- _Text passage_
=======

Table of Contents
Methodology for Requirements Engineering Techniques Selection (MRETS)
The requirements engineering process is part of the overall software lifecycle and plays an important role in ensuring the overall quality of a software product . Because of the complexity of software projects, as well as the multidisciplinary nature of requirements, requirements engineering (RE) imposes developers to carefully select RE techniques and practices during software development. However, these techniques are usually selected on the basis of personal preference or existing company practices, rather than on characteristics of the project at hand, and there is also a lack of guidance on which techniques are suitable for a certain project context. So, the selection of suitable RE techniques in the context of an application domain and in the context of a specific software project is a challenging issue faced by RE practitioners (Jiang, Eberlein, Far & Mousavi, 2008).
The use of the best combination of RE techniques will facilitate the RE process and contribute to the overall quality of the requirement specification. According to Jiang et al. (2008) improving the RE process leads in most cases to improvements in the productivity of large and medium-sized software organizations.
In Jiang et al. (2008) a set of 46 RE techniques were indentified in detail, these techniques cover all phases of the RE process and are used in MRETS. MRETS helps requirements engineers, to find a set of RE techniques that is suitable for a specific project based on the project’s attributes. MRETS has three advantages:
- 1. It aids requirements engineers in establishing a link between the attributes of the project and the attributes of RE techniques. Knowledge of and experiences with the RE techniques described in literature as well as from experts were elicited, documented and used during the research.
- 2. It is based on the detailed analysis and comparison of RE techniques using an evaluation schema and a clustering method that is widely used in other domains. The evaluation and clustering of techniques provide valuable information related to the similarity of techniques based on a given set of attributes.
- 3. The objective function used in the approach provides an effective decision support mechanism for the selection of RE techniques.
One of the fundamental assumptions behind MRETS is that appropriate use of RE techniques leads to high quality requirements specifications, which in turn results in high quality software products (Jiang et al., 2008). MRETS is based on previous research (Jiang., 2005)

=======

- _Provided data_
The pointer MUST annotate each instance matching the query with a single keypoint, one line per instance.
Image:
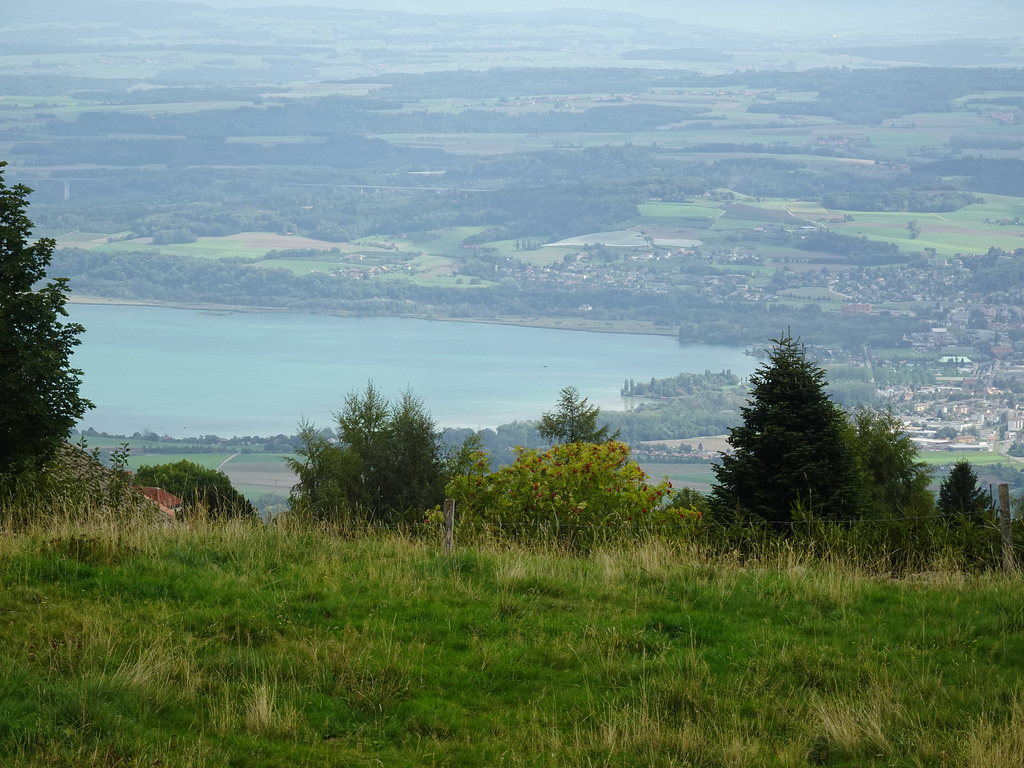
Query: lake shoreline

=======

- _Requirement_
From the text on selecting requirements engineering techniques, list every advantage of MRETS that it gives.

- _Result below_
1. It helps requirements engineers link the attributes of the project to the attributes of RE techniques.
2. It rests on a detailed analysis and comparison of RE techniques, using an evaluation schema and a clustering method that is widely used in other domains.
3. Its objective function provides an effective decision support mechanism for selecting RE techniques.